■ Exercise: All pictures are to be dropped, and the remaining data set down exactly.

Natural language region descriptions

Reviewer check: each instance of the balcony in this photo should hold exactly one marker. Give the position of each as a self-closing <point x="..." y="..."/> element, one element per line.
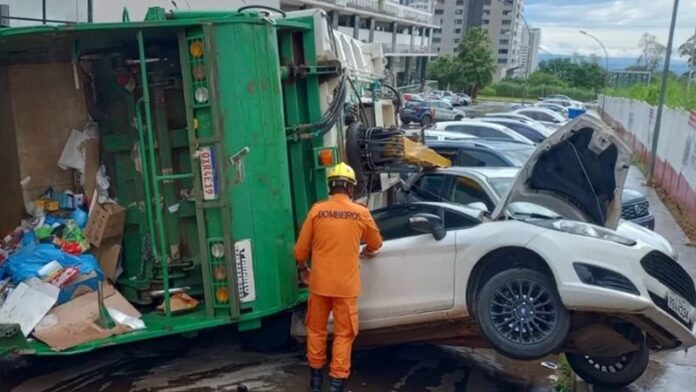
<point x="383" y="7"/>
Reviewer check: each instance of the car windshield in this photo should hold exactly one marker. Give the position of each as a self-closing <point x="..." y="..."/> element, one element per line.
<point x="501" y="186"/>
<point x="518" y="155"/>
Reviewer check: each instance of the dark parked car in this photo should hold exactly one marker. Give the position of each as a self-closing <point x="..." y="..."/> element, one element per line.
<point x="429" y="112"/>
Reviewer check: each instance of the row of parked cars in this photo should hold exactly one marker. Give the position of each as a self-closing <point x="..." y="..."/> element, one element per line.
<point x="525" y="237"/>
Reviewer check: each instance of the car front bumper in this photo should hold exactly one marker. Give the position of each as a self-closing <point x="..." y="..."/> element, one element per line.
<point x="561" y="250"/>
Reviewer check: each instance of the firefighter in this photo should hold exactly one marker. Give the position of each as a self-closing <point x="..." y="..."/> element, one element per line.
<point x="331" y="235"/>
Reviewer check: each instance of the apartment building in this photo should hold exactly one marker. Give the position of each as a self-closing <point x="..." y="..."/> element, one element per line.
<point x="404" y="30"/>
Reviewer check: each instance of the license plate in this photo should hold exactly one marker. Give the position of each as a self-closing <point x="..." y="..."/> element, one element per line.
<point x="678" y="305"/>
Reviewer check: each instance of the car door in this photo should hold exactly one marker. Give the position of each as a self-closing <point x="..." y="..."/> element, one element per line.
<point x="413" y="273"/>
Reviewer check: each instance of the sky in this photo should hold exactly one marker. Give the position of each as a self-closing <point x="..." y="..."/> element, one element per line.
<point x="619" y="24"/>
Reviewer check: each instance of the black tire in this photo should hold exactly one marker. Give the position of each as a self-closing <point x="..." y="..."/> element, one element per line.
<point x="273" y="336"/>
<point x="504" y="305"/>
<point x="611" y="372"/>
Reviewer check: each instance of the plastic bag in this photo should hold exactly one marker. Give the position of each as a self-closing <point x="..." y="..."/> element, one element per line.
<point x="27" y="261"/>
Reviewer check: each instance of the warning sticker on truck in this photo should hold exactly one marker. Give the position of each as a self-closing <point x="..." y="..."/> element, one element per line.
<point x="245" y="271"/>
<point x="208" y="178"/>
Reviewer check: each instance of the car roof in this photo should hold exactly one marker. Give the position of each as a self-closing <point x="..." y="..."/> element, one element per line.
<point x="491" y="143"/>
<point x="482" y="172"/>
<point x="471" y="212"/>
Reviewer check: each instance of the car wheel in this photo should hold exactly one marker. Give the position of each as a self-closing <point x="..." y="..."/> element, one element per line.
<point x="521" y="314"/>
<point x="611" y="372"/>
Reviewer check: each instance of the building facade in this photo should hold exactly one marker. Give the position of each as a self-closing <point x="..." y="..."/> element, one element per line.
<point x="404" y="30"/>
<point x="502" y="19"/>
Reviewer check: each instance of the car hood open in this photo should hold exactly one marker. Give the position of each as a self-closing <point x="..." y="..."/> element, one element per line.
<point x="578" y="172"/>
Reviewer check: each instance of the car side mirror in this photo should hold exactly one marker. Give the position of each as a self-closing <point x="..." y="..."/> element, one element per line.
<point x="428" y="223"/>
<point x="479" y="205"/>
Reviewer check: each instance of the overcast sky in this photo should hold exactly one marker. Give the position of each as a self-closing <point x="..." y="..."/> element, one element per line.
<point x="619" y="24"/>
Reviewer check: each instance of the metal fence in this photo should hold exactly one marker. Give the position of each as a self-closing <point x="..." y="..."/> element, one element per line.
<point x="675" y="169"/>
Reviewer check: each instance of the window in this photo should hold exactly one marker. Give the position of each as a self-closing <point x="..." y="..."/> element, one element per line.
<point x="478" y="158"/>
<point x="467" y="191"/>
<point x="429" y="187"/>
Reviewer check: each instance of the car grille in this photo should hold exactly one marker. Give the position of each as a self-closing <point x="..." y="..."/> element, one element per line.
<point x="671" y="274"/>
<point x="662" y="304"/>
<point x="635" y="210"/>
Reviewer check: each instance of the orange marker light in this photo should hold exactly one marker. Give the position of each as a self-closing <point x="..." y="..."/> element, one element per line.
<point x="222" y="295"/>
<point x="198" y="72"/>
<point x="326" y="157"/>
<point x="196" y="49"/>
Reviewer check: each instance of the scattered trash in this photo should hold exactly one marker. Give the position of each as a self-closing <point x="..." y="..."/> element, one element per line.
<point x="28" y="304"/>
<point x="549" y="365"/>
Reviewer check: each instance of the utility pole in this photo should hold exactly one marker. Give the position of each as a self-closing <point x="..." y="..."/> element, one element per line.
<point x="663" y="92"/>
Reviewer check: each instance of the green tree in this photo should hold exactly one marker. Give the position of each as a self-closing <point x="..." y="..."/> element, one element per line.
<point x="476" y="61"/>
<point x="652" y="52"/>
<point x="540" y="78"/>
<point x="444" y="69"/>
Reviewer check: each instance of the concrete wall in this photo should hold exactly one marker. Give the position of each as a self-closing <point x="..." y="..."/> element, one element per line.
<point x="675" y="169"/>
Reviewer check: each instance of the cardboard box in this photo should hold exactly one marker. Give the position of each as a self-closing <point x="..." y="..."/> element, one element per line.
<point x="105" y="221"/>
<point x="75" y="322"/>
<point x="81" y="285"/>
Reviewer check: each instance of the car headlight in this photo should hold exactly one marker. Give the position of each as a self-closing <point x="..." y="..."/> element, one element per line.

■ Response for this exercise:
Reviewer check: each instance of the balcony in this photo should hold exactly one marker. Give the position of each as a self-closing <point x="..." y="..."/> element, one element per line.
<point x="383" y="7"/>
Reviewer check: each instance of the car windshield in this photo should hold exactly one marker. Give the position of each as a self-closing <point x="..." y="..."/> element, one element per line.
<point x="501" y="186"/>
<point x="518" y="155"/>
Reviewer check: each instance of the dark parked car in this photo should hold exactly one marker. Give the position of each as a self-closing <point x="..." y="..."/> element, one element per line.
<point x="429" y="112"/>
Reviewer check: each instance of the row of parked cars in this photo should hold exactly one marker. Give the position of each as a self-closing <point x="..." y="..."/> element, one element per line.
<point x="525" y="237"/>
Reviewer check: each instance of the car front bumper in this photo should hold exactly one marker. Give the position of each as a self-closing <point x="..." y="..."/> element, one element per line.
<point x="561" y="250"/>
Reviewer check: each instance of the firefighter in this photo should hold exactly one marker. Give the position of each as a self-closing <point x="..." y="..."/> element, one element per line.
<point x="331" y="235"/>
Reviewer check: each instance of the apartment building in this photo should hold exactly one marker. Give the position of each as a self-closing <point x="..." y="..."/> element, one element per line.
<point x="404" y="30"/>
Reviewer check: each instance of the license plate in this photo should hold exactly one marker. Give the position of each as a self-closing <point x="..." y="..."/> element, one element per line.
<point x="678" y="305"/>
Reviewer check: each instance of the car door in this photo should hold exactly one marker. Give the position of each as a self-closing <point x="..." y="..."/> element, one element per line.
<point x="413" y="273"/>
Reviewer check: each instance of the sky in this photo should hold exactly one marker. Give the position of each as a self-closing <point x="..." y="..."/> element, one element per line.
<point x="619" y="24"/>
Reviewer check: each instance of the black tire in this photo should hold exactly one marker. Give the position of each as a self-closing <point x="..." y="..."/> element, one element per line.
<point x="273" y="336"/>
<point x="504" y="305"/>
<point x="611" y="372"/>
Reviewer check: each instance of the plastic bag in this photo should hold exactly one marker. Give the position of each as a self-closing <point x="..." y="..."/> element, one element per line.
<point x="27" y="261"/>
Reviewer check: each instance of the warning sticker on truck in this photo should hold exactly one marker. Give the position of each as a self-closing <point x="..." y="..."/> element, one element per line.
<point x="245" y="271"/>
<point x="208" y="178"/>
Reviewer check: each instance of the car roof in this photo should hold exactly one marker. Give the position of each as a self-closing <point x="..." y="..."/> element, one element per line.
<point x="491" y="143"/>
<point x="482" y="172"/>
<point x="471" y="212"/>
Reviewer check: each instance of the car wheel in this photo should hold exactly one marker. Give the position of each as a self-closing <point x="..." y="..."/> element, one element per line.
<point x="521" y="314"/>
<point x="611" y="372"/>
Reviewer check: each instance of the building facade in this photo should hold exactly one marker. Give the position of each as a self-closing <point x="..." y="..."/> element, one element per line.
<point x="404" y="30"/>
<point x="502" y="19"/>
Reviewer check: each instance of the car hood open in this photo should hold exactly one marker. Give the position of each as a self-closing <point x="..." y="..."/> element, one element per line.
<point x="578" y="172"/>
Reviewer check: each instance of the car side mirror in this photo should hold exactly one marker. Give the position of each as a self-closing <point x="..." y="..."/> element, one element per line.
<point x="428" y="223"/>
<point x="479" y="205"/>
Reviewer check: each instance of the overcast sky in this photo should hold exactly one marker. Give the position of each as a self-closing <point x="..." y="..."/> element, one element per line.
<point x="619" y="24"/>
Reviewer check: each instance of the metal fence in this photo should hold exactly one marker. Give the position of each as a self-closing <point x="..." y="..."/> element, one element per line.
<point x="675" y="169"/>
Reviewer check: each instance of the window in this photo should hold exactly one marker. Give the position of each as a self-closing <point x="..." y="..."/> element, one element per line.
<point x="478" y="158"/>
<point x="467" y="191"/>
<point x="429" y="187"/>
Reviewer check: each instance of the car grille in this photo should hold exactly one marker. Give the position of each as a self-closing <point x="..." y="..."/> element, one element per line.
<point x="671" y="274"/>
<point x="662" y="304"/>
<point x="635" y="210"/>
Reviewer check: each instance of the orange marker light in this photo should hold exactly one marker. Give the position of each as a self-closing <point x="..." y="..."/> element, one element per line.
<point x="222" y="295"/>
<point x="198" y="72"/>
<point x="326" y="157"/>
<point x="196" y="49"/>
Reviewer check: each instance of the scattered trash in this photo should hold exactly one marker. Give the position of each as a self-closing <point x="..." y="..."/> element, one element per line.
<point x="28" y="304"/>
<point x="549" y="365"/>
Reviewer check: each instance of the utility pole in this photo should hold exactly one marker. Give the position of each as a self-closing <point x="..." y="..."/> element, one element per line.
<point x="663" y="92"/>
Reviewer check: each instance of the green tree in this photo should hold exactly one marker. Give the position of each as a self-closing <point x="..." y="..."/> element, one element per line.
<point x="476" y="61"/>
<point x="652" y="52"/>
<point x="540" y="78"/>
<point x="444" y="69"/>
Reviewer check: each instance of the concrete wall in this photo should hold exactly one marker. Give the position of each as a self-closing <point x="..." y="..."/> element, one element per line.
<point x="675" y="169"/>
Reviewer check: each instance of the cardboard box in this photo should hold exactly one marker. Give the position of each as a self-closing <point x="..." y="..."/> element, one element per line.
<point x="105" y="221"/>
<point x="75" y="322"/>
<point x="81" y="285"/>
Reviewer check: each instance of the car headlight in this photo should hold exactly one marker. Give the position of each as a self-closing <point x="..." y="..."/> element, one element per line.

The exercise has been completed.